> Directions
Copy out the material below from the line containing "of the deep" through the end of the material, and add 92 to each point coordinate in the answers.

* start Data *

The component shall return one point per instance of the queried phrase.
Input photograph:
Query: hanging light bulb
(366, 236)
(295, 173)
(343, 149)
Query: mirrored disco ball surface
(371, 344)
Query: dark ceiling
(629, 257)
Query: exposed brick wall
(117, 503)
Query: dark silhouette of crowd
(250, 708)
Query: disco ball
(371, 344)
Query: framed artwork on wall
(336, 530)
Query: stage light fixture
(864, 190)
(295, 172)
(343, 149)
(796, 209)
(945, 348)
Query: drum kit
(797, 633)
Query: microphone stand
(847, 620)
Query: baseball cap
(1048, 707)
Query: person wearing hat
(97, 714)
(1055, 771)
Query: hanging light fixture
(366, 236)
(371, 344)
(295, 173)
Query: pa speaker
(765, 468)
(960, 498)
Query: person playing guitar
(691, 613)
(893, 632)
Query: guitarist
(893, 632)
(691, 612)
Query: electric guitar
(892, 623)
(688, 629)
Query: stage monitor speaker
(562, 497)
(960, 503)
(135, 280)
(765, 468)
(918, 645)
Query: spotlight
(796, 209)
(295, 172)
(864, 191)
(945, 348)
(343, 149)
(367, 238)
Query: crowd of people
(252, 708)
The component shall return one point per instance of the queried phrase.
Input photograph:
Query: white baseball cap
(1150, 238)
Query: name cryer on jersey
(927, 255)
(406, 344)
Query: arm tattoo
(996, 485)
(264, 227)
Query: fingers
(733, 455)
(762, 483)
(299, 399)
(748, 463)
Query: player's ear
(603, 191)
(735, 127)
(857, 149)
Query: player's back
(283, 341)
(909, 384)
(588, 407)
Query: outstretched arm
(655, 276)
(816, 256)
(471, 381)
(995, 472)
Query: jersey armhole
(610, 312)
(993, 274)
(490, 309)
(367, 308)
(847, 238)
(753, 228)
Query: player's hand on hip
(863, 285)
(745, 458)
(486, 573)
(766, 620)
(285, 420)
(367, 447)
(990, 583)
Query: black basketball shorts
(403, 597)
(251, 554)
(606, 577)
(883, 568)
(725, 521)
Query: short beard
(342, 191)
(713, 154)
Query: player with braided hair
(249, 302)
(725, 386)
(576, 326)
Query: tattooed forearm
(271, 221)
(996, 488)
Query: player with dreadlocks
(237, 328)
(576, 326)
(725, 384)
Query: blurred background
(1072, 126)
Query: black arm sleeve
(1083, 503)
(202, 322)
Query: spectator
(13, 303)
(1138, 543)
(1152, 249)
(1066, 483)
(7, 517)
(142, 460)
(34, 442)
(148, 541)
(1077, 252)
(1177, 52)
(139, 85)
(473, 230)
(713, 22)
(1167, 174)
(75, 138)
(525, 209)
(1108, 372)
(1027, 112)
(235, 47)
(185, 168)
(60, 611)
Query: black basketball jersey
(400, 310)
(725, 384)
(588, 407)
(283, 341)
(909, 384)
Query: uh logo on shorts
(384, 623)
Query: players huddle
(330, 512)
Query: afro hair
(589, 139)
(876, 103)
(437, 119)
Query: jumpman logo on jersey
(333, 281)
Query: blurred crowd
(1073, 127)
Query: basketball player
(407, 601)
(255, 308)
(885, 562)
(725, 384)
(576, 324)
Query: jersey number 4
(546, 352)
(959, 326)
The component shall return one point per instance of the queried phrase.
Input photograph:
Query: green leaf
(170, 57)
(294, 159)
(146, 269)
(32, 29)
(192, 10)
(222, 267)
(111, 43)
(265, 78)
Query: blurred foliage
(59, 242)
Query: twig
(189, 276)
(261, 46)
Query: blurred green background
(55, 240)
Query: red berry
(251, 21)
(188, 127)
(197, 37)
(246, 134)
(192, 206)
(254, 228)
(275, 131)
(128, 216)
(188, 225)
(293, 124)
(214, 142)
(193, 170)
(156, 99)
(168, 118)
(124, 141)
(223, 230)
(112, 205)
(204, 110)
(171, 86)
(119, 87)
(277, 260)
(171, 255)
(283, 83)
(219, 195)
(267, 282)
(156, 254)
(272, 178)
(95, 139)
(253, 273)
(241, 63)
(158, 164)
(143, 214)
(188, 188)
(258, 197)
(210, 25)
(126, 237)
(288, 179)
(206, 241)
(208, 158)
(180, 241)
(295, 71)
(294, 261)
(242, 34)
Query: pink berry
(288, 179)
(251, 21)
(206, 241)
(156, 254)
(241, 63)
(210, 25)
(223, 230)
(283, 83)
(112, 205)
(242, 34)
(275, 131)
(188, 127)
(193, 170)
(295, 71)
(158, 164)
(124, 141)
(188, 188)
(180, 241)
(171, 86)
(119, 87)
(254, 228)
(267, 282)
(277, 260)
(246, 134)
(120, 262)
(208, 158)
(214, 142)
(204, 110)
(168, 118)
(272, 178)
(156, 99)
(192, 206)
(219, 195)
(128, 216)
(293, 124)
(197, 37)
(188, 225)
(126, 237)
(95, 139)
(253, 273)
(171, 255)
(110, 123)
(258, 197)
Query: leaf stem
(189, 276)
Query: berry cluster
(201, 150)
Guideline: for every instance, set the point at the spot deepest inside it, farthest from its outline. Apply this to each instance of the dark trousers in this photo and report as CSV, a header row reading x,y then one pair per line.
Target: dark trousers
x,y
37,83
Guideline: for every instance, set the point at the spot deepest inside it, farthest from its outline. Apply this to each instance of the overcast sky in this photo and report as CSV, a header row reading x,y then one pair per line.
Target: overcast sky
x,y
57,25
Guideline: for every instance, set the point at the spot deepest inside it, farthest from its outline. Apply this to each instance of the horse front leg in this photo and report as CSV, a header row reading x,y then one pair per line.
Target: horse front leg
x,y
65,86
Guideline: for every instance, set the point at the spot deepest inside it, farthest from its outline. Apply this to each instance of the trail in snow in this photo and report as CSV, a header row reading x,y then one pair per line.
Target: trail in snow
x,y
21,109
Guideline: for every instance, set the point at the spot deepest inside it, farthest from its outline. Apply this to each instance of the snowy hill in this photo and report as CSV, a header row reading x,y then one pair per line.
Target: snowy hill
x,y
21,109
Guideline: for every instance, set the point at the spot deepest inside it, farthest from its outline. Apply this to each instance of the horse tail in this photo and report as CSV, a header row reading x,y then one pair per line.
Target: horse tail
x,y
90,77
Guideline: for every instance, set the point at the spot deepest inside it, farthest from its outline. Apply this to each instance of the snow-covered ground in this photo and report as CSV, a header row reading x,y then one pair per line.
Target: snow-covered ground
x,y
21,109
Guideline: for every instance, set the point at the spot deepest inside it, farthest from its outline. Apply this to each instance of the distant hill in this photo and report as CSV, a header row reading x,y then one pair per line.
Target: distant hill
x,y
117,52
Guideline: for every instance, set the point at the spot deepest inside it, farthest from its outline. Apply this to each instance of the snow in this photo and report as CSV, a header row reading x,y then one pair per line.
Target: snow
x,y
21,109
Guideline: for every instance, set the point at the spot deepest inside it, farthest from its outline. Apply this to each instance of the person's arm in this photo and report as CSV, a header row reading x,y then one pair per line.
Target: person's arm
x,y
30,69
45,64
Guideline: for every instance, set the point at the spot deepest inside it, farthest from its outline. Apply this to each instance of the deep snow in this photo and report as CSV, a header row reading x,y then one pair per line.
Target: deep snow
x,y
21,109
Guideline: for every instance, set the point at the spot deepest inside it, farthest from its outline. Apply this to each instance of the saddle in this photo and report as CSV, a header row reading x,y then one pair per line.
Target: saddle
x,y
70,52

* end Data *

> Response
Guideline: for every instance, set the point at the spot deepest inside it, farthest from its outline. Apply this to each instance of the deep snow in this photo and report as CSV, a header row reading x,y then one pair per line.
Target: deep snow
x,y
113,201
Guideline: for every instance, set the point at the spot deepest inside it, farthest from its outline. Apply this to each instance of the saddle in this photo and report as CSV, a header row reading x,y then one pair per line.
Target: saddle
x,y
162,144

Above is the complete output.